Keith O’Brien, who is accused of acting as a spy for HR software firm Deel, submitted an affidavit to an Irish court this week in which he says he was paid by Deel to disclose confidential information about its competitor Rippling, another HR software company. He says co-founder and CEO of Deel Alex Bouaziz directly suggested he keep his job at Rippling and work as an inside man.

“I recall him specifically mentioning James Bond,” O’Brien wrote. “I asked him what he meant. He said he would offer me a monetary award if I agreed to spy on Rippling for Deel.” 

Deel did not immediately respond to Fortune’s request for comment. Rippling did not immediately respond to Fortune’s request for comment. Rippling CEO Parker Conrad posted parts of the affidavit on X Tuesday, writing that Bouaziz “personally orchestrated his company’s alleged spy scheme, the spy said in a full confession

O’Brien writes that he was asked to provide Bouaziz with information regarding Rippling’s “ways of doing things” which he inferred to mean corporate strategy, customer insights and other confidential company information. O’Brien says he communicated with Bouaziz multiple times per day, and even on weekends. In November, he says he was awarded $6,000 for the insights he passed along, and continued to receive payments monthly in exchange for valuable information, according to the court filing.

Exercise instructions.
According to the passage on the Deel spying affidavit, how much does O'Brien say he was awarded in November?

Extracted data.
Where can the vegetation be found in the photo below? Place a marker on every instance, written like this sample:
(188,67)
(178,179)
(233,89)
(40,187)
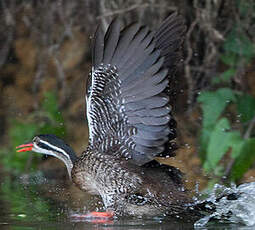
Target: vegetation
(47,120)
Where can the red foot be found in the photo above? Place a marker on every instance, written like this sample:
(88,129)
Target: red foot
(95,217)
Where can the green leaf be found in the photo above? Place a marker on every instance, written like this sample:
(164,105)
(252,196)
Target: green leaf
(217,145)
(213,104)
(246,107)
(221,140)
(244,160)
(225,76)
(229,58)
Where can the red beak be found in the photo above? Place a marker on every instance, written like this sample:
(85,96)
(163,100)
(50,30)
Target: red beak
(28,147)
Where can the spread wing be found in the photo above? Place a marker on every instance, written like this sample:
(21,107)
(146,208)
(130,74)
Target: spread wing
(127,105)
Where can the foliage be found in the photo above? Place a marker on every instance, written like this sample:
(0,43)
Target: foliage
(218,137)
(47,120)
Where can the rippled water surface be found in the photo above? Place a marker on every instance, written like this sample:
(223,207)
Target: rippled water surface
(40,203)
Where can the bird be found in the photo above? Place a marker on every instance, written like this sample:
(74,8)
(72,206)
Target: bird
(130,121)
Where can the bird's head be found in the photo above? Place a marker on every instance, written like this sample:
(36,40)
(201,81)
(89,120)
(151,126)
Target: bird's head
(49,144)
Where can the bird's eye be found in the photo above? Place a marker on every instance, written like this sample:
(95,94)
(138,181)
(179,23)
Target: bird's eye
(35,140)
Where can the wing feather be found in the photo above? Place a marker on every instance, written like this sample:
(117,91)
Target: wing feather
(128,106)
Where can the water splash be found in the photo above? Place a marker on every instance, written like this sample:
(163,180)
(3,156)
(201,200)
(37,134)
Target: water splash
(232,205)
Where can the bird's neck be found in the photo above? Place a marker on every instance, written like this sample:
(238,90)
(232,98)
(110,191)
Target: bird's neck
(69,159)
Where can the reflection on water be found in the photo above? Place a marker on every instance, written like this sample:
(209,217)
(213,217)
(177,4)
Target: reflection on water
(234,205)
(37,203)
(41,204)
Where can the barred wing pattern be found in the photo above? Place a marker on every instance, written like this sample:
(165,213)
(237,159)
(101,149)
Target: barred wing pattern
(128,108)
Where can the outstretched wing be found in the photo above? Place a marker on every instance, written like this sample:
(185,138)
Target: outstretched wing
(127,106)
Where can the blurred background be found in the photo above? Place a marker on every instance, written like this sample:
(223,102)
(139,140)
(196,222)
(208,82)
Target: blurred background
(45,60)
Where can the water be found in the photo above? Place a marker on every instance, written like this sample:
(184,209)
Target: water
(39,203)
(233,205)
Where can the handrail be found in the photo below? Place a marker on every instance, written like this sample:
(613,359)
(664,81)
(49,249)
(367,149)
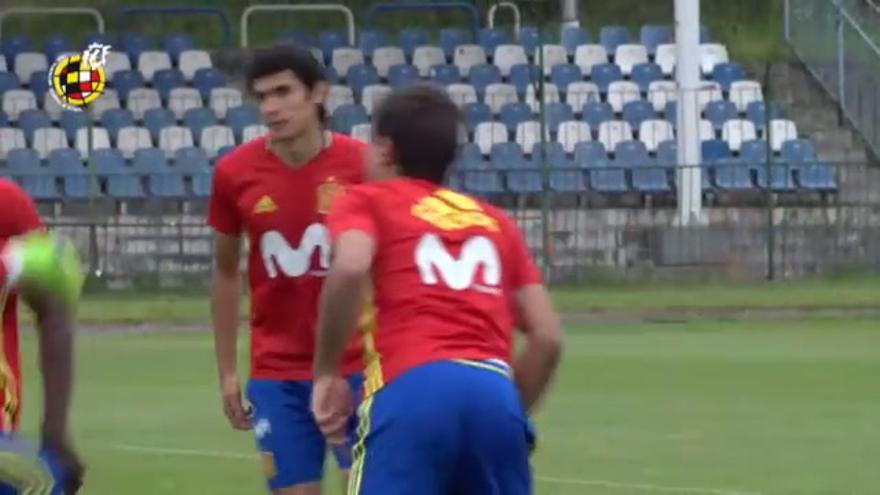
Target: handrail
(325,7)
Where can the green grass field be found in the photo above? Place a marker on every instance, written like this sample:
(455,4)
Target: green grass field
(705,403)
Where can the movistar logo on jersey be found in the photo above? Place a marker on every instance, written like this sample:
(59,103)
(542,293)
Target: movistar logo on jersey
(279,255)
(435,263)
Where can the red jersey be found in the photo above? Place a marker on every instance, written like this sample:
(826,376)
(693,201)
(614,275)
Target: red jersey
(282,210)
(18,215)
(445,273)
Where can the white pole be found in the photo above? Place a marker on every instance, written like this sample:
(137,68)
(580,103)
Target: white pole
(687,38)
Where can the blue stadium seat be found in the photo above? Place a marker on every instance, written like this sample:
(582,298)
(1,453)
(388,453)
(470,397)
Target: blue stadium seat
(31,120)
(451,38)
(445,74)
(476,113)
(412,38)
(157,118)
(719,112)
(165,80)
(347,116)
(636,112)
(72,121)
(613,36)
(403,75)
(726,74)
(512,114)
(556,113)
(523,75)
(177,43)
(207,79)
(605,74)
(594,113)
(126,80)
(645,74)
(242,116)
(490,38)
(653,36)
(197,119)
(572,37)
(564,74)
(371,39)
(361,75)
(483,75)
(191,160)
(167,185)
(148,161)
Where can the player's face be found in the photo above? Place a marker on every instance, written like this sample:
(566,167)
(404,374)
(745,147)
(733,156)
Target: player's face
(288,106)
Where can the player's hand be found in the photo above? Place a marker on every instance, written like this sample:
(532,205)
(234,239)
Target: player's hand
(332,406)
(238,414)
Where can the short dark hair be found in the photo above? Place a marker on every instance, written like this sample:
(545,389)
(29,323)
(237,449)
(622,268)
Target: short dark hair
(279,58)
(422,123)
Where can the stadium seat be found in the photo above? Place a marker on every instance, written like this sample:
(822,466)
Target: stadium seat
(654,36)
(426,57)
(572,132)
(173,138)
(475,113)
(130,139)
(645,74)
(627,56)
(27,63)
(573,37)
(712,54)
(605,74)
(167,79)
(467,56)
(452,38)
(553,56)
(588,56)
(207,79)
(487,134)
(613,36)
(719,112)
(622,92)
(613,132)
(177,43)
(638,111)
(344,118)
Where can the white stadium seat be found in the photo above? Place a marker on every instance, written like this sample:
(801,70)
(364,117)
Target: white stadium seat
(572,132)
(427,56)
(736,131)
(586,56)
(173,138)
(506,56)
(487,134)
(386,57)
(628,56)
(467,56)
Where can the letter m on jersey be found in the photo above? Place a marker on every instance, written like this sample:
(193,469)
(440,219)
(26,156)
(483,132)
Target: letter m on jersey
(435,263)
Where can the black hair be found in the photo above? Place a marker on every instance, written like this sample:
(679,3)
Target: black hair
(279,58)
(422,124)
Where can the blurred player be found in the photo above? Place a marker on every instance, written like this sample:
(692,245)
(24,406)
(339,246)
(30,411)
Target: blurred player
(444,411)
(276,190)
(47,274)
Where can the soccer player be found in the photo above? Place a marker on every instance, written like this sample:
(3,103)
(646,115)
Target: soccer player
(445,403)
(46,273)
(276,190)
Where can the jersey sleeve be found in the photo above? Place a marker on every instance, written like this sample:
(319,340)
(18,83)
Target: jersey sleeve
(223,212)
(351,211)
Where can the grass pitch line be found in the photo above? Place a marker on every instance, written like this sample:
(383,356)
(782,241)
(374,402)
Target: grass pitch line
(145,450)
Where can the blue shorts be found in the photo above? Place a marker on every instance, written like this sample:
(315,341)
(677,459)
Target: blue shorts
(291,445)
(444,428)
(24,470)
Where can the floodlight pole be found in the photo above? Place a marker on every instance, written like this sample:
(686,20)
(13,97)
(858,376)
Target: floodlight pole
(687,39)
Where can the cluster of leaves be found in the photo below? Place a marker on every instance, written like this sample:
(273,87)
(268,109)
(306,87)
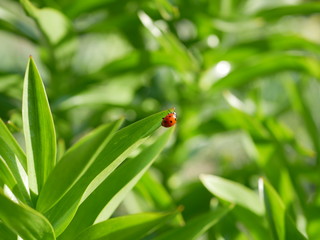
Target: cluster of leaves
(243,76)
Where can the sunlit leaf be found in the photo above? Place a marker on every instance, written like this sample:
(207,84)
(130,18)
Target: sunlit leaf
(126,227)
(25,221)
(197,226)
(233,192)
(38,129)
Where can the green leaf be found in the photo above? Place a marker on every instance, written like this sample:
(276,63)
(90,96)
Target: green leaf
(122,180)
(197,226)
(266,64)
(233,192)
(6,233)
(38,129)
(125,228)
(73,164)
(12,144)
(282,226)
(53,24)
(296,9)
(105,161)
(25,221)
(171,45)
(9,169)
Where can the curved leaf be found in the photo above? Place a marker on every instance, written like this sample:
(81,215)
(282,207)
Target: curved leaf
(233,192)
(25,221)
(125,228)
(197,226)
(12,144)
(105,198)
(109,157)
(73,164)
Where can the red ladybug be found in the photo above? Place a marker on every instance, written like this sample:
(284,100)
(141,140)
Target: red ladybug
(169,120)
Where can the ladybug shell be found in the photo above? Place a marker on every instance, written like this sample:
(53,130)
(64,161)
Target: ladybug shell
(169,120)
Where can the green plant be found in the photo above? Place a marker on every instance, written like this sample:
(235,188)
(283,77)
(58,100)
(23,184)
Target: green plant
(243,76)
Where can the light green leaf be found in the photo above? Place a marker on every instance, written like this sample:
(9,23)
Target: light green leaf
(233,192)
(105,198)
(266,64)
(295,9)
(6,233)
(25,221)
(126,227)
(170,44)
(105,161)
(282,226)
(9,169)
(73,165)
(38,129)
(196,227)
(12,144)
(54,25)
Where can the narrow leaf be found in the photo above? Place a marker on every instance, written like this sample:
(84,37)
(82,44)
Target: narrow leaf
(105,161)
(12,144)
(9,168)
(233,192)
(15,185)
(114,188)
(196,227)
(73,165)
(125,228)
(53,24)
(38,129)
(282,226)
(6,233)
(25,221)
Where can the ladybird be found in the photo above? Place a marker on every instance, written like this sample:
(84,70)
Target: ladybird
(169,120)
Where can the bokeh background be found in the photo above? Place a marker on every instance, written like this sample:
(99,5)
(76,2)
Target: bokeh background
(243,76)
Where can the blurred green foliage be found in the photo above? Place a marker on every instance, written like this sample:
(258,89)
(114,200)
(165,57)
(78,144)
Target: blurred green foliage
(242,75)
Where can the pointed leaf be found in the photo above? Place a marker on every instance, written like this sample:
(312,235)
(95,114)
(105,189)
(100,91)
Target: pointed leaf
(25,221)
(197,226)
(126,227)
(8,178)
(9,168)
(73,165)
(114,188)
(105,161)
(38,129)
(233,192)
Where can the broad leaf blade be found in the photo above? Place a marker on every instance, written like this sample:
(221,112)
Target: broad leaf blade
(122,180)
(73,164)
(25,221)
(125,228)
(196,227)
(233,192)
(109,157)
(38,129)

Task solution.
$6,000